• [Texte cité]:
/---
15 Au total, au terme de quinze ans d’une politique euro-méditerranéenne lancée avec le Protocole de Barcelone, le Machrek se détourne ostensiblement de l’UE, en attendant que fasse sans doute de même un Maghreb pénalisé à l’exportation et faisant face à une Europe du Sud en difficulté. Aussi déplaisant ce constat soit-il, il convient de l’accepter, contre toutes les rêveries d’intégration régionale et pour considérer que c’est par le commerce que se bâtira prioritairement la Méditerranée.

16 De fait, un autre constat, bien plus prometteur, est à même de contrebalancer le précédent. Le commerce mondial tend aujourd’hui à s’aligner tout autour du 38° parallèle. Certes, on peut nous disputer la précision géographique de ce constat. Il reste que le commerce international est latéral plutôt que vertical – rien ne l’illustre mieux que l’orientation des échanges extérieurs du Brésil depuis 10 ans. Ainsi, traversée par le 38° parallèle et à la jonction de trois continents, la Méditerranée représente certainement un corridor essentiel au plan mondial. Le tout est de savoir si ses riverains sauront véritablement en profiter ; s’ils sauront saisir de concert cette opportunité.

17 Encore conviendrait-il d’aller vite, pour tendre des cordes de rappel entre les trois rives. Or deux priorités se présentent immédiatement : la mobilité des hommes et le financement du commerce international.
\---
• [Consigne A]:
Recopiez un passage du texte sur le commerce méditerranéen : commencez aux mots « 16 De fait, un » et arrêtez-vous après « concert cette opportunité. ».

(Lignes de données)
/---
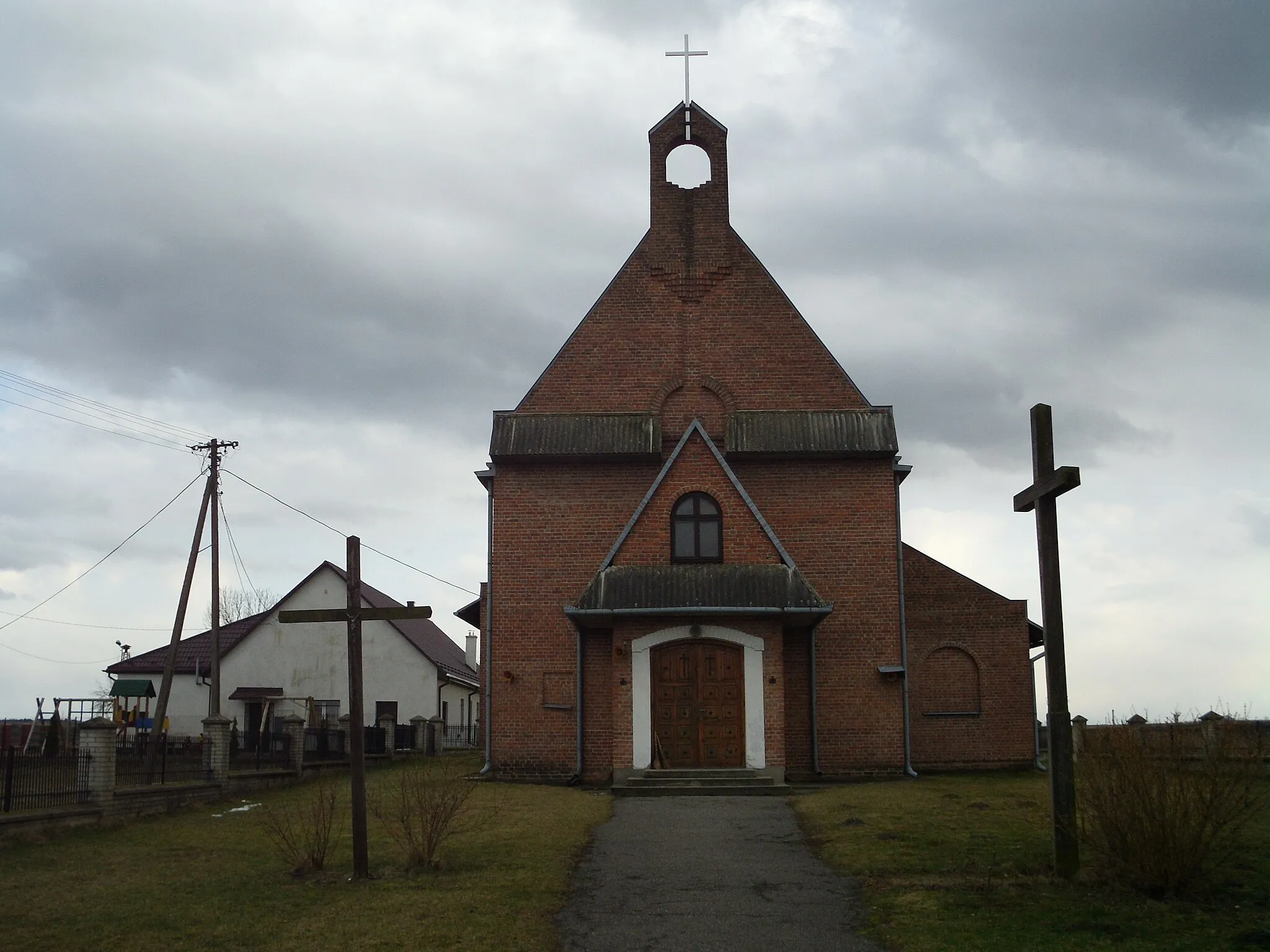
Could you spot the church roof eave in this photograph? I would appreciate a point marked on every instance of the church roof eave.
(699, 589)
(666, 469)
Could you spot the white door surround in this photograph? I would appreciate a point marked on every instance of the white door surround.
(642, 690)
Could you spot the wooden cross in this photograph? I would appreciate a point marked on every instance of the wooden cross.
(1048, 484)
(687, 99)
(355, 614)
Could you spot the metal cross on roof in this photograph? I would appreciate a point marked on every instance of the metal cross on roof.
(687, 99)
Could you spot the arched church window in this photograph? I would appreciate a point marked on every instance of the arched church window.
(696, 530)
(949, 683)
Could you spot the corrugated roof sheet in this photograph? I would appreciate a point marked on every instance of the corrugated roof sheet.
(868, 433)
(603, 436)
(633, 587)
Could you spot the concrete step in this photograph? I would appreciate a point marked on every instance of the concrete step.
(686, 788)
(694, 774)
(646, 781)
(718, 782)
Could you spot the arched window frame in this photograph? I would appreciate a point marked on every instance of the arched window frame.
(696, 518)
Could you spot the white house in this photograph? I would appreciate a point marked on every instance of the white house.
(411, 668)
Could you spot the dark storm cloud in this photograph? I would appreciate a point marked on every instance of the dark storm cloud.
(169, 214)
(1208, 58)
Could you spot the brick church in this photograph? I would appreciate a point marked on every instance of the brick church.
(695, 542)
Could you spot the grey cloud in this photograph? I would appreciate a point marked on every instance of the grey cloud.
(1208, 58)
(1258, 523)
(984, 410)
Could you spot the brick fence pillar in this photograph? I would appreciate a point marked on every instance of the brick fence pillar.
(216, 748)
(388, 724)
(1078, 725)
(294, 726)
(97, 739)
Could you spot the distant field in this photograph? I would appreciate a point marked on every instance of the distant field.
(962, 863)
(198, 881)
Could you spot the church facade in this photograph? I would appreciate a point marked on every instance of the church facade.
(695, 542)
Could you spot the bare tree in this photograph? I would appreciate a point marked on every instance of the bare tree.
(239, 603)
(306, 829)
(425, 805)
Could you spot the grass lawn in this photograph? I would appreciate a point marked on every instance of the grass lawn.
(200, 881)
(963, 863)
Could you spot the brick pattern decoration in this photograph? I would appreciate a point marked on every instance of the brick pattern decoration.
(958, 631)
(694, 327)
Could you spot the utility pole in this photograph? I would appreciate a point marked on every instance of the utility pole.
(214, 448)
(1048, 484)
(169, 666)
(214, 455)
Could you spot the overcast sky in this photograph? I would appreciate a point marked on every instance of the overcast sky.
(343, 234)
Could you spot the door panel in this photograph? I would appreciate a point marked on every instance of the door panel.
(699, 703)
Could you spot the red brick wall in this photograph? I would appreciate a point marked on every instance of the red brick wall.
(837, 521)
(946, 610)
(694, 325)
(597, 712)
(696, 470)
(553, 527)
(691, 304)
(798, 703)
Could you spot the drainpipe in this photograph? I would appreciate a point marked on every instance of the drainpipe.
(815, 733)
(577, 705)
(488, 712)
(1037, 762)
(901, 472)
(469, 723)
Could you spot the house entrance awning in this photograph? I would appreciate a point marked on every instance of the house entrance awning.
(255, 694)
(133, 687)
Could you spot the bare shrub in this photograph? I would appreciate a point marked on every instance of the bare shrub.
(241, 603)
(309, 829)
(425, 804)
(1160, 804)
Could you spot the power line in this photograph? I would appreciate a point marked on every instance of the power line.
(55, 660)
(183, 433)
(123, 425)
(14, 621)
(86, 625)
(328, 526)
(239, 565)
(126, 436)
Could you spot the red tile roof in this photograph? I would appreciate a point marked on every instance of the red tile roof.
(196, 651)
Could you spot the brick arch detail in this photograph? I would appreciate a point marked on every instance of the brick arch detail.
(721, 390)
(664, 392)
(981, 689)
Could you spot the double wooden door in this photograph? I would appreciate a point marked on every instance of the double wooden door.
(699, 703)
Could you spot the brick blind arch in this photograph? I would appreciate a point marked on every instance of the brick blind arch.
(949, 682)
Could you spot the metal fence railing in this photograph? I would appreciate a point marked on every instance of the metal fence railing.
(35, 781)
(461, 735)
(265, 751)
(376, 741)
(183, 760)
(326, 744)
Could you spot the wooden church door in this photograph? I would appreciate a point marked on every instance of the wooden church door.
(699, 708)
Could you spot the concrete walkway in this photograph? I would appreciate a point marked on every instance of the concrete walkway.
(706, 874)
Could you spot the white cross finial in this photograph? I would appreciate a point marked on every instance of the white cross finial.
(687, 99)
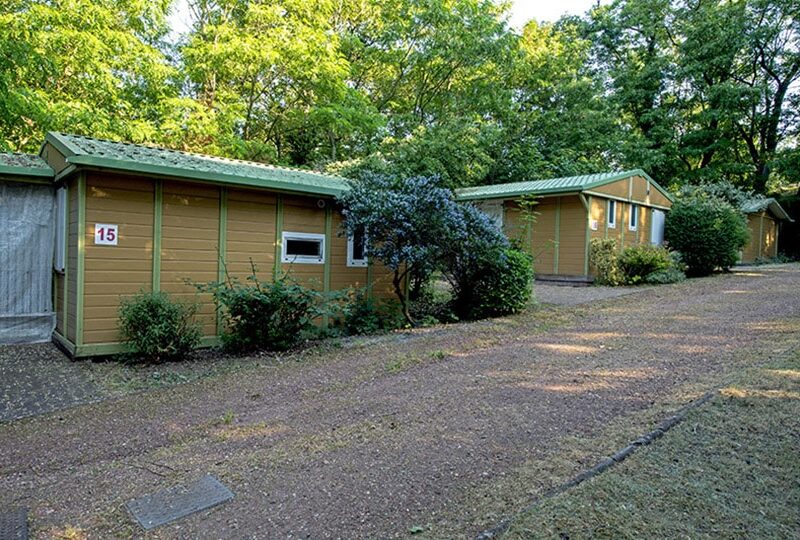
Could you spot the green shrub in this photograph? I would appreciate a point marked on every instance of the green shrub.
(638, 262)
(264, 316)
(675, 272)
(708, 232)
(505, 285)
(434, 304)
(604, 258)
(362, 315)
(157, 329)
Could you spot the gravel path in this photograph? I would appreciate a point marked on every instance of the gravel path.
(36, 379)
(384, 434)
(569, 295)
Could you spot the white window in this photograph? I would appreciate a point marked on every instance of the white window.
(657, 228)
(59, 256)
(305, 248)
(634, 218)
(612, 214)
(357, 249)
(493, 209)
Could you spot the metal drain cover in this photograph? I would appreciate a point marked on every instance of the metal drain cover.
(176, 502)
(14, 524)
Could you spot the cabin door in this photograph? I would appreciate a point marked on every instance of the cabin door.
(657, 228)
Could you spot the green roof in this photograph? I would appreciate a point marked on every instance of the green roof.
(134, 158)
(757, 205)
(569, 184)
(14, 164)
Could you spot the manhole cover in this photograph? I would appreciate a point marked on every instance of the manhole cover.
(14, 524)
(176, 502)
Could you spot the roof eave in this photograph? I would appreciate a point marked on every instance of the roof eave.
(24, 172)
(188, 174)
(511, 194)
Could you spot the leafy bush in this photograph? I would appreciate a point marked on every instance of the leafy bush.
(157, 329)
(708, 232)
(504, 286)
(410, 222)
(363, 315)
(675, 272)
(434, 304)
(638, 262)
(604, 258)
(474, 252)
(264, 316)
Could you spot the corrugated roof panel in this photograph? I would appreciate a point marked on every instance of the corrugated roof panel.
(16, 164)
(134, 158)
(569, 184)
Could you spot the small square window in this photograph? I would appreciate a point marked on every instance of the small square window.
(634, 218)
(304, 248)
(357, 249)
(612, 214)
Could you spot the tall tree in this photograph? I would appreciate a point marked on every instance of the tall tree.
(84, 66)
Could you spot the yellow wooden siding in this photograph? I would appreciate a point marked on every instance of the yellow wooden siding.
(598, 214)
(572, 237)
(750, 251)
(763, 240)
(72, 262)
(543, 233)
(302, 214)
(639, 189)
(114, 272)
(189, 243)
(770, 243)
(631, 238)
(250, 234)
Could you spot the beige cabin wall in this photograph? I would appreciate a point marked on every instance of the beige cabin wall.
(112, 273)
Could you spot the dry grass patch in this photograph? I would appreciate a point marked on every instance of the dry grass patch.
(728, 471)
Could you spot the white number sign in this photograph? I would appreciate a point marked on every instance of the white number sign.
(105, 234)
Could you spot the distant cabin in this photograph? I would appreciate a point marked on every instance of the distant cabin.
(627, 206)
(764, 217)
(126, 217)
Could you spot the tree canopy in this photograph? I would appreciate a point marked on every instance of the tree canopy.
(692, 91)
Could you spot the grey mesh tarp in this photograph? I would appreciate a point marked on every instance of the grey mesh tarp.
(27, 232)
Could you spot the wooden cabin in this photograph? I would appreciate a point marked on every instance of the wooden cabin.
(26, 248)
(142, 218)
(764, 217)
(627, 206)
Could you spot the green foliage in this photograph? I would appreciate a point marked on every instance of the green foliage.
(708, 232)
(157, 329)
(264, 316)
(603, 256)
(639, 262)
(411, 225)
(691, 92)
(434, 305)
(635, 265)
(362, 315)
(505, 285)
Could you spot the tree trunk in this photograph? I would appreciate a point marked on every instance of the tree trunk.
(397, 281)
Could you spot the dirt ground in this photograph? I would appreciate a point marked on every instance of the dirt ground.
(427, 431)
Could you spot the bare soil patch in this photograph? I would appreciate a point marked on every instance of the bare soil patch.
(414, 431)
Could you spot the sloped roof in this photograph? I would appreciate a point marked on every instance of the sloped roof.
(15, 164)
(569, 184)
(136, 158)
(757, 205)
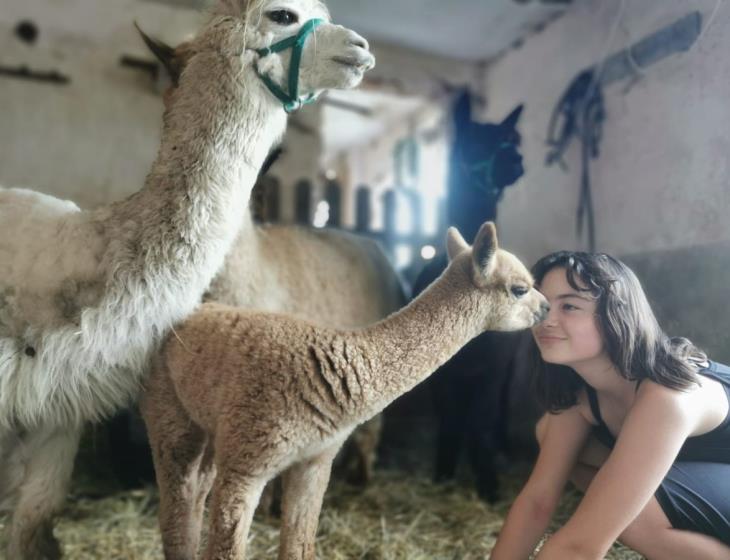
\---
• [Consigne B]:
Combien de lignes des entrées contiennent le mot « house » ? Donnez uniquement ce nombre.

• [Réponse attendue A]:
16 De fait, un autre constat, bien plus prometteur, est à même de contrebalancer le précédent. Le commerce mondial tend aujourd’hui à s’aligner tout autour du 38° parallèle. Certes, on peut nous disputer la précision géographique de ce constat. Il reste que le commerce international est latéral plutôt que vertical – rien ne l’illustre mieux que l’orientation des échanges extérieurs du Brésil depuis 10 ans. Ainsi, traversée par le 38° parallèle et à la jonction de trois continents, la Méditerranée représente certainement un corridor essentiel au plan mondial. Le tout est de savoir si ses riverains sauront véritablement en profiter ; s’ils sauront saisir de concert cette opportunité.

• [Réponse attendue B]:
2